— Start Records shown —
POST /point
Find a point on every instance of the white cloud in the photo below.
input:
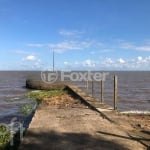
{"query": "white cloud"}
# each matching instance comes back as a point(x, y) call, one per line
point(70, 33)
point(31, 58)
point(38, 45)
point(73, 45)
point(89, 63)
point(66, 62)
point(122, 61)
point(127, 45)
point(139, 58)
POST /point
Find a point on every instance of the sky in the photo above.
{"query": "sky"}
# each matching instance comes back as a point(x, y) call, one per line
point(84, 34)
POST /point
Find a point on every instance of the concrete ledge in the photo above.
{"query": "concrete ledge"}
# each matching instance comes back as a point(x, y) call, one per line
point(85, 98)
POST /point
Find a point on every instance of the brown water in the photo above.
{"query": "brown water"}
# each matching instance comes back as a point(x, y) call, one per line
point(134, 91)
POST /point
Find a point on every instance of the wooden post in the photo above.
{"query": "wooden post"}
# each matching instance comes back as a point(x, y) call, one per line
point(102, 91)
point(115, 91)
point(92, 88)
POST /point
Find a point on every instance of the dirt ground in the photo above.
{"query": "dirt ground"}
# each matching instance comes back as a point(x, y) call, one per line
point(63, 123)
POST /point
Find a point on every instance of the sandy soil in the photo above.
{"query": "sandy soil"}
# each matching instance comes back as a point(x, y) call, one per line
point(62, 123)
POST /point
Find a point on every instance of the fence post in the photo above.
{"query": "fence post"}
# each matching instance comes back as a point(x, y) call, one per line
point(115, 92)
point(92, 88)
point(102, 91)
point(87, 85)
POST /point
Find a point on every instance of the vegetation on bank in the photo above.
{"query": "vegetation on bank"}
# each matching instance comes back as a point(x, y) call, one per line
point(41, 94)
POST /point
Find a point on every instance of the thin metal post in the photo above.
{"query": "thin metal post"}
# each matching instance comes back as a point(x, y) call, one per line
point(92, 88)
point(87, 85)
point(115, 92)
point(102, 91)
point(53, 61)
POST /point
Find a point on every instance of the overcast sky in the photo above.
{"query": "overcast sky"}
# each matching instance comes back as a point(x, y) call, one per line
point(84, 34)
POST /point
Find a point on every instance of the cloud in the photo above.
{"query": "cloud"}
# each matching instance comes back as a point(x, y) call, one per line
point(122, 61)
point(31, 58)
point(125, 45)
point(70, 33)
point(89, 63)
point(21, 52)
point(73, 45)
point(38, 45)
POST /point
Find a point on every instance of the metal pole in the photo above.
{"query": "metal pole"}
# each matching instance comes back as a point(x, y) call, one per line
point(102, 91)
point(92, 88)
point(87, 85)
point(53, 61)
point(115, 91)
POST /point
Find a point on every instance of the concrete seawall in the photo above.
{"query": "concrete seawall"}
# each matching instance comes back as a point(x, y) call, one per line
point(81, 128)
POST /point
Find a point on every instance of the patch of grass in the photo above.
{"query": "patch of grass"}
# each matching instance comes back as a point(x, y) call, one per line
point(5, 136)
point(26, 109)
point(40, 94)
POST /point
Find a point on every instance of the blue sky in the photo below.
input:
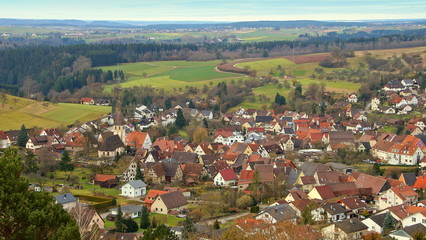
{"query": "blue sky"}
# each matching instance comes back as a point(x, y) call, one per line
point(219, 10)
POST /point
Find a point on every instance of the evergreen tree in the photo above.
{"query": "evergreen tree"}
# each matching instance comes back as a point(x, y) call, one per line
point(139, 175)
point(145, 223)
point(27, 214)
point(131, 225)
point(180, 119)
point(377, 170)
point(205, 123)
point(388, 223)
point(188, 228)
point(216, 224)
point(23, 136)
point(191, 104)
point(119, 222)
point(154, 222)
point(65, 163)
point(168, 103)
point(30, 162)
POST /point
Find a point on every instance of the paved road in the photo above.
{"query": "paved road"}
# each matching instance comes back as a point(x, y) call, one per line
point(226, 218)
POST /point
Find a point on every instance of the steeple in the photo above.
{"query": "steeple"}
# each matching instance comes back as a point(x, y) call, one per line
point(118, 128)
point(118, 117)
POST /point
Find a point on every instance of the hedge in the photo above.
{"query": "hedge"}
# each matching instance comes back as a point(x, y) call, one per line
point(99, 202)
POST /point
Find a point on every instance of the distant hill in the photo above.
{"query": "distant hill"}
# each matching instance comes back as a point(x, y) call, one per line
point(171, 25)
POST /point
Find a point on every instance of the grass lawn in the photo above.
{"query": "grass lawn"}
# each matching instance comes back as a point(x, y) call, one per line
point(264, 66)
point(167, 220)
point(17, 111)
point(171, 75)
point(69, 113)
— End Records shown —
Stated exercise:
Report every line of the rows above that contains the string "fence". Case counts.

Exercise solution:
Find a point on every instance of the fence post in the photo above.
{"query": "fence post"}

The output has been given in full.